### 任务说明 A
引用选定文本中从“南京中医药大学学报 2021年2期”开始、到“临床医学发展做出了重要贡献。”为止(含这两处)的内容,一字不改。
### 任务说明 B
根据选定文本,William为什么提出“肠-脑轴”假设?用一到三句话回答。

### 选定文本

────────

2021-03-31朱悦曹程王颖异郑慧丽陈晨凯郭建明张芳宿树兰郭盛王育良段金廒

南京中医药大学学报 2021年2期
关键词:现代医学眼部视网膜

朱悦,曹程,王颖异,郑慧丽,陈晨凯,郭建明,张芳,宿树兰,郭盛,王育良,段金廒

(1.南京中医药大学,中药资源产业化与方剂创新药物国家地方联合工程研究中心,江苏省中药资源产业化过程协同创新中心,江苏省方剂高技术研究重点实验室,江苏 南京 210023;2.南京中医药大学附属医院,江苏 南京 210029)

“肝开窍于目”是历代医家继承《黄帝内经》学术思想并结合临床经验发展起来的眼科疾病理论学说,形成历史悠久,迄今仍对中医临床诊断与治疗具有重要的理论意义和指导价值,同时也被现代医学生物学不断印证着这一传统中医理论的科学性。尤其是现今全球超过半数人口存在视觉障碍疾患,视觉障碍严重影响了人类生存质量,在此背景下,我们系统梳理了人体生物轴的研究概况,“肝开窍于目”中医理论的源流发展以及现代医学生物学对肝与眼的认识,探索性地提出了“肝-眼生物轴”的科学假说。期冀为深入阐释中医传统理论的科学内涵,系统揭示眼与人体脏器之间的联系及其现代医学生物学实质,助力传统中医理论与现代医学的交融互鉴,引导眼科学及临床诊疗水平的进一步提升。

1 人体生物轴的认识与研究进展

现代医学生理学及病理学研究发现,人体各脏器能够借助神经、免疫及内分泌等系统建立起的相互影响和反馈调节的双向信息交流关系如同“对话”,其复杂而紧密的生物学关系被描述成各式各样的“生物轴”,对人类认识自身提供了重要启示,对临床医学发展做出了重要贡献。

现代医学的第一个生物轴——“肠-脑轴”的发现可以追溯到19世纪30年代,William在治疗外伤时发现,患者的情绪状态影响了机体消化能力,基于此提出了肠与脑之间存在双向沟通的“肠-脑轴”假设[1],并成为医学生物界的研究热点,显著提升了相关疾病的诊疗和研究水平[2-4]。2020年Nature发表研究论文证明了“肠-脑-肠”环路的可控制投射至肠道的交感神经活动性,进一步阐释了“肠-脑轴”的科学实质及其对生命科学的重要意义[5]。近些年来,随着系统生物学的兴起和对人体生命科学的深入研究,越来越多的生物轴被提出并加以证实。例如“肠-肝轴”[6-7]、“肠-眼轴”[8-9]、“肺-肠轴”[10-11]等。

────────

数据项

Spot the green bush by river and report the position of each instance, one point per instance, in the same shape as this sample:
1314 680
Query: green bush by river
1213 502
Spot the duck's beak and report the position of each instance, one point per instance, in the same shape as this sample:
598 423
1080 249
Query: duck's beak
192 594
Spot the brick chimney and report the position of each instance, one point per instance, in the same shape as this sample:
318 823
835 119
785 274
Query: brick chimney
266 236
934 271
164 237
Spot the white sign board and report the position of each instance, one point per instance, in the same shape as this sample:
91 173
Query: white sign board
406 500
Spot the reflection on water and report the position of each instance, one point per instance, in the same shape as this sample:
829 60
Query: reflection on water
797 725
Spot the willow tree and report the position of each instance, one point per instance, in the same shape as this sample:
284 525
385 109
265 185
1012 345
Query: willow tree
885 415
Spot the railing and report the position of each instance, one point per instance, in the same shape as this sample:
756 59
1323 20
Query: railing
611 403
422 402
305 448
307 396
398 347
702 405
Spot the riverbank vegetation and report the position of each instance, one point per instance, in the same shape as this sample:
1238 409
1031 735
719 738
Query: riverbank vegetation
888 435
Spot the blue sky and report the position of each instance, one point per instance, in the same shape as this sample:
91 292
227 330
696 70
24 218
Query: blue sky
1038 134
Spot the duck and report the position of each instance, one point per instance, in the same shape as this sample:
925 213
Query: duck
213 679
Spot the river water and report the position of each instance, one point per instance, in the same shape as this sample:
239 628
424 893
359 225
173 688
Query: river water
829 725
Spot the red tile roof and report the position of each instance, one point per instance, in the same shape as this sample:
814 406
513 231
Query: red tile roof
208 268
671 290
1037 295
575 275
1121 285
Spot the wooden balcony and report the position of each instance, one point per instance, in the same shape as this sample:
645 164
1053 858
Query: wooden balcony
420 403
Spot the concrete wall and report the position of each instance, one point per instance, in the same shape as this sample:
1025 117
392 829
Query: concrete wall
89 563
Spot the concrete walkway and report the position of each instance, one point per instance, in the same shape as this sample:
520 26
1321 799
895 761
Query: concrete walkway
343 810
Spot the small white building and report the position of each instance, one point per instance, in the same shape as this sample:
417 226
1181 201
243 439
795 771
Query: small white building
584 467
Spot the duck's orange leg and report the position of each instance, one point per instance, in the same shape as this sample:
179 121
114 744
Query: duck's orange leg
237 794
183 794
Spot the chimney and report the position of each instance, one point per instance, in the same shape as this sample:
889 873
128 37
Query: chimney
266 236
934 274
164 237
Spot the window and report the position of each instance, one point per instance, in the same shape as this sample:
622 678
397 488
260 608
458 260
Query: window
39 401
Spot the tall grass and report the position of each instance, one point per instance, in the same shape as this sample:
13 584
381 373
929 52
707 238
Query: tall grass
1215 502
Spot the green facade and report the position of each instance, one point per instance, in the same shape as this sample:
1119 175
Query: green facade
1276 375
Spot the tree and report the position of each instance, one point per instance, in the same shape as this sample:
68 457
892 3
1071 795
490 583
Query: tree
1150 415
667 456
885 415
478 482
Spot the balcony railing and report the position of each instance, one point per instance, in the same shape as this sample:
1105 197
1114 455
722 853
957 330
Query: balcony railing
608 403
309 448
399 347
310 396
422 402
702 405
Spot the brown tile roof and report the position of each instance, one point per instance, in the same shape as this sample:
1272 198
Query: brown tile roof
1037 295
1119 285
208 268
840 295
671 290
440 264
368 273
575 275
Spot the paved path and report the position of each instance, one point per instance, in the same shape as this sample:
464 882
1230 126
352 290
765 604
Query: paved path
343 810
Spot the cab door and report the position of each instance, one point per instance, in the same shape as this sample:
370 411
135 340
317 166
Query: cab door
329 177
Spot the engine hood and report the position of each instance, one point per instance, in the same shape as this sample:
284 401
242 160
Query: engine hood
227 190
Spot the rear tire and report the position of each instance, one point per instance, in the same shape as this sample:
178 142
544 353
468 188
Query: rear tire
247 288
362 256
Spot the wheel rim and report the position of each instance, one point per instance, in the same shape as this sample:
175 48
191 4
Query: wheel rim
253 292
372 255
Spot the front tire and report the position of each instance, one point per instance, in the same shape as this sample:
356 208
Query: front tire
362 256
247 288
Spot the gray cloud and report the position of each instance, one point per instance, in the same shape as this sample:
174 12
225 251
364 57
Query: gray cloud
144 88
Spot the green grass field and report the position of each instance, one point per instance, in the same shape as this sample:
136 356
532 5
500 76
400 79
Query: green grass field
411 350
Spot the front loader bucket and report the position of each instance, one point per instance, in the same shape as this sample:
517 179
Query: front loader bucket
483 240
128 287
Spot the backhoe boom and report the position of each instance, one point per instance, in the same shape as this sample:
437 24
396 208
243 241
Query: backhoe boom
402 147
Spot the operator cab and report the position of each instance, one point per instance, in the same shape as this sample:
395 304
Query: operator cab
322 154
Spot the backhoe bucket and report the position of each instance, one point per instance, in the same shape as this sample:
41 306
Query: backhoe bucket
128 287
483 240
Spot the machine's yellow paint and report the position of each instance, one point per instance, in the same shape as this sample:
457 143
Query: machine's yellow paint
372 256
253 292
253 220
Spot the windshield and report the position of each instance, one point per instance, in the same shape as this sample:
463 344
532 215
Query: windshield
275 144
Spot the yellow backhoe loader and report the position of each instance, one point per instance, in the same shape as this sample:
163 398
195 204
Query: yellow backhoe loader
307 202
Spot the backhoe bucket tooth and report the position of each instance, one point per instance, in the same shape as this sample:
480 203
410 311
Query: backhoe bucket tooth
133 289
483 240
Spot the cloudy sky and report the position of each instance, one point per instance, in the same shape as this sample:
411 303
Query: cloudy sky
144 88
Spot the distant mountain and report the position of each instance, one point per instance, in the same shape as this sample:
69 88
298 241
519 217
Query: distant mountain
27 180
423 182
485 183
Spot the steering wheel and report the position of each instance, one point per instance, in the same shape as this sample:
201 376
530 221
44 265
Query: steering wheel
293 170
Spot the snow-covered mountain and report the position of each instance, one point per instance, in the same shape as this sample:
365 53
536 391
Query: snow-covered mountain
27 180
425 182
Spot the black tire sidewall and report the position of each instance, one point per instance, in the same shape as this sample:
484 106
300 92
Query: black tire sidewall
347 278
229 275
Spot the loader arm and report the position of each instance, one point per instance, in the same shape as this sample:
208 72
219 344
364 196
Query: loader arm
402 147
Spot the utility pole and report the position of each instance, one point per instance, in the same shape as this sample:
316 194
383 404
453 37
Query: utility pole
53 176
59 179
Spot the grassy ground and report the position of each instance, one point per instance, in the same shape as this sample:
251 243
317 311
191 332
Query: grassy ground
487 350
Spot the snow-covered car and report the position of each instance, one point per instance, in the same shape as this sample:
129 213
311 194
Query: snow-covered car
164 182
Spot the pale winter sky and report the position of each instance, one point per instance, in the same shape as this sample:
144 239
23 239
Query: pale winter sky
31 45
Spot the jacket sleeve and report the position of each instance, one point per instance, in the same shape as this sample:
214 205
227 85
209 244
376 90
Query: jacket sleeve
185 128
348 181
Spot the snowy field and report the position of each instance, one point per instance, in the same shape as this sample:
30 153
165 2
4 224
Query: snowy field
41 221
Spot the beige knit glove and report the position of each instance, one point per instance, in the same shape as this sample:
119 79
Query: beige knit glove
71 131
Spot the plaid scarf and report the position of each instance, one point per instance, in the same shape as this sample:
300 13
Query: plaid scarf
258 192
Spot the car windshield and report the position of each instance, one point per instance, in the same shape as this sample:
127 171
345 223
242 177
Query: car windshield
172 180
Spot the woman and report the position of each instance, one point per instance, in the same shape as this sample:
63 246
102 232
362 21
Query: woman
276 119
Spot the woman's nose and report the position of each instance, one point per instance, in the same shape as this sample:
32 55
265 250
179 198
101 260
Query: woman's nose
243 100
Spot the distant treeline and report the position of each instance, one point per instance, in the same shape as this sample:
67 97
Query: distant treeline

────────

### 输出结果 A
南京中医药大学学报 2021年2期
关键词:现代医学眼部视网膜

朱悦,曹程,王颖异,郑慧丽,陈晨凯,郭建明,张芳,宿树兰,郭盛,王育良,段金廒

(1.南京中医药大学,中药资源产业化与方剂创新药物国家地方联合工程研究中心,江苏省中药资源产业化过程协同创新中心,江苏省方剂高技术研究重点实验室,江苏 南京 210023;2.南京中医药大学附属医院,江苏 南京 210029)

“肝开窍于目”是历代医家继承《黄帝内经》学术思想并结合临床经验发展起来的眼科疾病理论学说,形成历史悠久,迄今仍对中医临床诊断与治疗具有重要的理论意义和指导价值,同时也被现代医学生物学不断印证着这一传统中医理论的科学性。尤其是现今全球超过半数人口存在视觉障碍疾患,视觉障碍严重影响了人类生存质量,在此背景下,我们系统梳理了人体生物轴的研究概况,“肝开窍于目”中医理论的源流发展以及现代医学生物学对肝与眼的认识,探索性地提出了“肝-眼生物轴”的科学假说。期冀为深入阐释中医传统理论的科学内涵,系统揭示眼与人体脏器之间的联系及其现代医学生物学实质,助力传统中医理论与现代医学的交融互鉴,引导眼科学及临床诊疗水平的进一步提升。

1 人体生物轴的认识与研究进展

现代医学生理学及病理学研究发现,人体各脏器能够借助神经、免疫及内分泌等系统建立起的相互影响和反馈调节的双向信息交流关系如同“对话”,其复杂而紧密的生物学关系被描述成各式各样的“生物轴”,对人类认识自身提供了重要启示,对临床医学发展做出了重要贡献。

### 输出结果 B
William在治疗外伤时发现,患者的情绪状态影响了机体的消化能力。基于这一观察,他提出肠与脑之间存在双向沟通的“肠-脑轴”假设。